*Exercise description*. Reproduce the material from its beginning through the line containing "33], [203, 33]]", inclusive, changing each "Kindly" to "Please" and leaving all else unchanged.

*Records for the exercise*.
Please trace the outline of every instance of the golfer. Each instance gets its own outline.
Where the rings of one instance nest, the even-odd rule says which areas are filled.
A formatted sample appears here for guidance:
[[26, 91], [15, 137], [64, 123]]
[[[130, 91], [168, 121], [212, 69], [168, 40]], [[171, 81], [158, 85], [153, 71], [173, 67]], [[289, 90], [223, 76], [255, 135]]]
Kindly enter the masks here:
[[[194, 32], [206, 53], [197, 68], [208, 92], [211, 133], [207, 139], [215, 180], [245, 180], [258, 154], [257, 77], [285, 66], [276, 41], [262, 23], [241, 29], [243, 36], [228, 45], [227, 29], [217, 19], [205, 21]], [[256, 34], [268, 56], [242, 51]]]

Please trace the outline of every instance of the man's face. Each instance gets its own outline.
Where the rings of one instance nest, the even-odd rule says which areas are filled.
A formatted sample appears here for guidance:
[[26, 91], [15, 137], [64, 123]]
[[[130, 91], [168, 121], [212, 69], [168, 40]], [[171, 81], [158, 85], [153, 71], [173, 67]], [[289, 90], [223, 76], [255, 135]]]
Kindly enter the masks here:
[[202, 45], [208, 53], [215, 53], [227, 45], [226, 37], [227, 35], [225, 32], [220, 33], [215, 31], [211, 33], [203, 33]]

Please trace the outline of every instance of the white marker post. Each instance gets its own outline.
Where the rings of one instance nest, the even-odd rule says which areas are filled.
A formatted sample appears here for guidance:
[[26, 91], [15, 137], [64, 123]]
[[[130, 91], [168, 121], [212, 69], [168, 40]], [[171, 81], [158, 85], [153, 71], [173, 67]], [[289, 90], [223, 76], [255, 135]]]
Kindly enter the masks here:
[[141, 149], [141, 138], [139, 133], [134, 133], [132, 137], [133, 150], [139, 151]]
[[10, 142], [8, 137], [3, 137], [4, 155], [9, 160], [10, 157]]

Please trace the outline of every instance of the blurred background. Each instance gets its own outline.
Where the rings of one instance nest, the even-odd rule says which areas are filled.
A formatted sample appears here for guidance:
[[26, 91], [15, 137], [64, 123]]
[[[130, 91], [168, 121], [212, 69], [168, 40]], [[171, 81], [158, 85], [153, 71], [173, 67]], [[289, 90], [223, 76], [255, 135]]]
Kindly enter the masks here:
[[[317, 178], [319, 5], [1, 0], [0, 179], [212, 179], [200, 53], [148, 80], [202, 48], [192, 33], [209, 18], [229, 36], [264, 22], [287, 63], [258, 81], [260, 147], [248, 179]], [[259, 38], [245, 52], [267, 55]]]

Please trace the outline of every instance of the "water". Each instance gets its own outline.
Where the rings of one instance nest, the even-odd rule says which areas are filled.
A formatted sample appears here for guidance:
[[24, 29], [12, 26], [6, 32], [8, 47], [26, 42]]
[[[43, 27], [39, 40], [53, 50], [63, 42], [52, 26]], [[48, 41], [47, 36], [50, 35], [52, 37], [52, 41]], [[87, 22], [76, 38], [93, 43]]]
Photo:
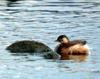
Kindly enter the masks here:
[[[99, 0], [21, 0], [10, 6], [0, 0], [0, 79], [99, 79], [99, 31]], [[85, 62], [14, 56], [5, 50], [25, 39], [54, 49], [61, 34], [88, 41], [91, 55]]]

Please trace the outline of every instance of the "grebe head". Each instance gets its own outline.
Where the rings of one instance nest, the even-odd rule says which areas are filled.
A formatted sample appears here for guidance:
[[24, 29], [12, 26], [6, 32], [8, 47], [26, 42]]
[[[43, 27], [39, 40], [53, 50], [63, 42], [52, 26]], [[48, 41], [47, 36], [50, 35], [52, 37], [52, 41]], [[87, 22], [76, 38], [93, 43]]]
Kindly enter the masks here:
[[56, 41], [59, 43], [68, 43], [69, 38], [66, 35], [60, 35], [60, 36], [58, 36]]

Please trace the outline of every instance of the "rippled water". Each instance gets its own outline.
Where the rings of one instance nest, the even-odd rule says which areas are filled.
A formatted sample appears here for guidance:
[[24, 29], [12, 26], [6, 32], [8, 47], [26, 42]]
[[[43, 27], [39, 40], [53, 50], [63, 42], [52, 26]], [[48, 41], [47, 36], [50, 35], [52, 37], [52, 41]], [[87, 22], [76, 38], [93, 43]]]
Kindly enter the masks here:
[[[18, 40], [37, 40], [54, 49], [61, 34], [85, 39], [91, 55], [85, 62], [11, 55], [5, 48]], [[0, 0], [0, 79], [99, 79], [100, 1]]]

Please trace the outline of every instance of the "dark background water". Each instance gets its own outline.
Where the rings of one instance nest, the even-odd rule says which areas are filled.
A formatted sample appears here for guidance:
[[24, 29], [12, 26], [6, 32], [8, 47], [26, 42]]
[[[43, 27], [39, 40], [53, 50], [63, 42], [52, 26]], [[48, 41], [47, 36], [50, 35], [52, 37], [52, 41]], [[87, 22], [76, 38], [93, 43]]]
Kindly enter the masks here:
[[[85, 39], [91, 55], [85, 62], [53, 61], [11, 55], [5, 48], [18, 40], [37, 40], [52, 49], [61, 34]], [[0, 0], [0, 79], [99, 79], [99, 0]]]

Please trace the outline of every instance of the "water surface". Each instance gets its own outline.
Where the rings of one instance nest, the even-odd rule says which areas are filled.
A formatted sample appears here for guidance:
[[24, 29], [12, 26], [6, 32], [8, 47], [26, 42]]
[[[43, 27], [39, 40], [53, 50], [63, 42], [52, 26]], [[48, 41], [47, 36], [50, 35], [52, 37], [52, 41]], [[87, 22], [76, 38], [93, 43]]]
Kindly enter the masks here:
[[[0, 79], [99, 79], [99, 0], [0, 0]], [[85, 62], [14, 56], [5, 48], [18, 40], [37, 40], [52, 49], [66, 34], [85, 39], [91, 55]]]

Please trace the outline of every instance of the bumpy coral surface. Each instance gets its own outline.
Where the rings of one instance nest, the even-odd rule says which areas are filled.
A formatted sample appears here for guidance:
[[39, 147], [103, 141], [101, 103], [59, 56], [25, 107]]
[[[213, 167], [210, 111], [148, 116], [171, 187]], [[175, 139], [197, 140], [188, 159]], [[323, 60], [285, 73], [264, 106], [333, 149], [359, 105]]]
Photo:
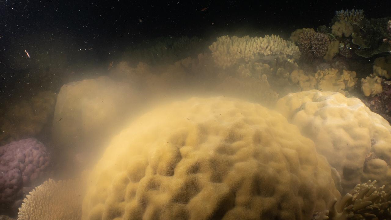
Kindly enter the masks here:
[[34, 139], [0, 146], [0, 204], [9, 205], [22, 198], [23, 187], [39, 180], [49, 163], [46, 148]]
[[30, 192], [19, 208], [18, 220], [79, 220], [83, 187], [78, 180], [45, 181]]
[[[314, 141], [339, 173], [344, 192], [370, 180], [391, 184], [391, 126], [360, 99], [312, 90], [288, 94], [276, 109]], [[378, 161], [366, 162], [371, 152]]]
[[339, 196], [329, 165], [296, 126], [222, 97], [142, 116], [88, 182], [83, 220], [307, 220]]

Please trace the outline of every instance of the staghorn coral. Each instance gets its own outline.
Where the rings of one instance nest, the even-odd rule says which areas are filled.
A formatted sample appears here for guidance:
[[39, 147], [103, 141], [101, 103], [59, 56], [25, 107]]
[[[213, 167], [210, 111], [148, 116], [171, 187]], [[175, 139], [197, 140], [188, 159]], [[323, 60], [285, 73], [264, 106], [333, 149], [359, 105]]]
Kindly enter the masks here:
[[330, 42], [327, 35], [310, 30], [303, 31], [296, 43], [303, 56], [312, 58], [325, 56]]
[[357, 184], [336, 201], [328, 216], [331, 220], [375, 220], [391, 219], [391, 191], [376, 181]]
[[112, 140], [87, 181], [82, 219], [307, 220], [339, 197], [331, 172], [277, 112], [192, 98]]
[[56, 98], [54, 92], [40, 92], [30, 99], [6, 106], [0, 117], [0, 144], [38, 134], [51, 119]]
[[[388, 165], [391, 162], [391, 126], [360, 99], [312, 90], [280, 99], [276, 109], [315, 142], [317, 152], [341, 177], [343, 192], [370, 179], [376, 179], [380, 186], [391, 186]], [[370, 152], [380, 161], [372, 160], [364, 166]]]
[[353, 32], [353, 27], [352, 25], [344, 20], [335, 22], [331, 27], [331, 32], [338, 37], [342, 37], [343, 35], [348, 37]]
[[335, 15], [334, 18], [337, 20], [344, 20], [351, 24], [358, 24], [364, 19], [364, 12], [363, 10], [355, 10], [350, 11], [341, 10], [335, 11]]
[[42, 143], [29, 138], [0, 146], [0, 209], [22, 198], [49, 171], [50, 157]]
[[373, 96], [383, 91], [382, 80], [377, 76], [367, 76], [361, 79], [361, 90], [366, 96]]
[[279, 36], [239, 38], [226, 35], [217, 38], [209, 46], [212, 57], [219, 67], [229, 67], [241, 60], [248, 62], [256, 56], [285, 54], [294, 58], [300, 57], [300, 51], [294, 43]]
[[83, 187], [80, 180], [45, 182], [30, 192], [18, 220], [80, 220]]

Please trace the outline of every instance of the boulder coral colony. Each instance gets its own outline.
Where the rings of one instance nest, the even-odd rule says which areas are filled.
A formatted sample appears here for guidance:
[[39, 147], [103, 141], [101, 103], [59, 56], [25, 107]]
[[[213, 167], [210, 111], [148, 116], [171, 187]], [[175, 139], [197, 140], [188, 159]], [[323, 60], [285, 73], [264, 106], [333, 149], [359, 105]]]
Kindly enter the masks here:
[[4, 106], [0, 215], [391, 219], [390, 21], [337, 11], [289, 40], [224, 36], [179, 60], [205, 41], [161, 39]]

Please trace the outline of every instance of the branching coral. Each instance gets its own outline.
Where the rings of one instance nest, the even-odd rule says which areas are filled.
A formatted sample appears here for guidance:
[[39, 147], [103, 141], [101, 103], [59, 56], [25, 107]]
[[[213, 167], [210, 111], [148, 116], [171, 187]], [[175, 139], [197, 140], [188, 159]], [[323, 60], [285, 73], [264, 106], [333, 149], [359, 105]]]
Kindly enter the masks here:
[[133, 121], [87, 182], [83, 220], [307, 220], [339, 196], [297, 127], [222, 97], [166, 104]]
[[236, 64], [240, 60], [248, 62], [256, 56], [285, 54], [294, 57], [300, 56], [300, 51], [294, 43], [287, 41], [279, 36], [266, 35], [265, 37], [239, 38], [222, 36], [209, 46], [212, 57], [216, 65], [225, 69]]
[[23, 200], [18, 220], [80, 220], [83, 186], [79, 180], [49, 179]]
[[357, 184], [341, 197], [330, 211], [331, 220], [375, 220], [391, 219], [391, 192], [377, 188], [376, 181]]
[[[277, 101], [276, 109], [314, 141], [317, 151], [342, 177], [343, 191], [374, 179], [380, 186], [391, 185], [388, 165], [391, 162], [391, 126], [358, 99], [312, 90], [288, 94]], [[382, 162], [375, 164], [371, 160], [364, 169], [370, 152]]]
[[324, 56], [330, 42], [326, 34], [310, 29], [300, 34], [297, 43], [301, 54], [307, 58], [312, 58]]
[[342, 37], [343, 35], [347, 37], [353, 32], [353, 27], [348, 22], [344, 20], [340, 20], [335, 22], [331, 27], [331, 32], [333, 34], [339, 37]]
[[0, 208], [21, 199], [23, 188], [39, 183], [47, 174], [50, 162], [45, 146], [33, 138], [0, 146]]
[[290, 79], [298, 84], [301, 91], [316, 89], [321, 91], [338, 92], [344, 94], [352, 90], [357, 82], [354, 71], [343, 70], [341, 74], [338, 70], [332, 68], [318, 70], [314, 76], [306, 74], [304, 71], [297, 70], [291, 74]]

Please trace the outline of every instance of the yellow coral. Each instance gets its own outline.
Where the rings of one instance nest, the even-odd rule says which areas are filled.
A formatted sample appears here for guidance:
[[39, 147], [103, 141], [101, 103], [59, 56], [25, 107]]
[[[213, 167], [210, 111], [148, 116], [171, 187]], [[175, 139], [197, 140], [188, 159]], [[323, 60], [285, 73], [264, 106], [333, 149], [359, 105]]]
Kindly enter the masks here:
[[[276, 108], [314, 141], [317, 151], [342, 178], [345, 192], [373, 178], [380, 186], [391, 184], [391, 167], [387, 162], [391, 158], [391, 126], [360, 99], [312, 90], [288, 94], [277, 101]], [[364, 169], [366, 157], [371, 152], [385, 161]], [[375, 168], [379, 164], [386, 172], [378, 172]]]
[[361, 90], [366, 96], [373, 96], [383, 91], [382, 80], [378, 76], [367, 76], [361, 79]]
[[258, 104], [193, 98], [142, 116], [91, 173], [83, 220], [307, 220], [339, 197], [325, 159]]
[[79, 220], [83, 195], [80, 182], [45, 181], [23, 200], [18, 220]]
[[335, 22], [331, 27], [331, 32], [338, 37], [343, 35], [346, 37], [350, 36], [353, 32], [353, 27], [348, 22], [344, 20]]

*Correct output*.
Please trace the outline of every instance of the golfer. Each instance gets its own outline.
Where the rings of one instance nest, the even-odd rule says which areas are filled.
A formatted sample appears here for guidance:
[[26, 91], [15, 137], [64, 123]]
[[[130, 91], [168, 121], [212, 69], [168, 40]], [[171, 81], [158, 85], [153, 71], [173, 67]], [[289, 90], [223, 76], [255, 135]]]
Please enter the masks here:
[[[194, 32], [206, 53], [197, 68], [208, 92], [211, 133], [207, 139], [215, 180], [245, 180], [258, 154], [257, 77], [285, 66], [276, 41], [262, 23], [241, 29], [243, 36], [228, 45], [227, 29], [217, 19], [205, 21]], [[256, 34], [268, 56], [242, 51]]]

Please trace the outline of every instance of the man's face. Each instance gets its own outline.
Where the rings of one instance nest, the even-odd rule says which areas are filled.
A formatted sample appears here for guidance:
[[26, 91], [15, 137], [64, 123]]
[[[130, 91], [168, 121], [212, 69], [168, 40]], [[171, 81], [158, 85], [153, 71], [173, 67]], [[289, 90], [223, 76], [255, 135]]]
Please enter the masks here:
[[202, 45], [208, 53], [215, 53], [227, 45], [226, 37], [227, 35], [225, 32], [220, 33], [215, 31], [211, 33], [203, 33]]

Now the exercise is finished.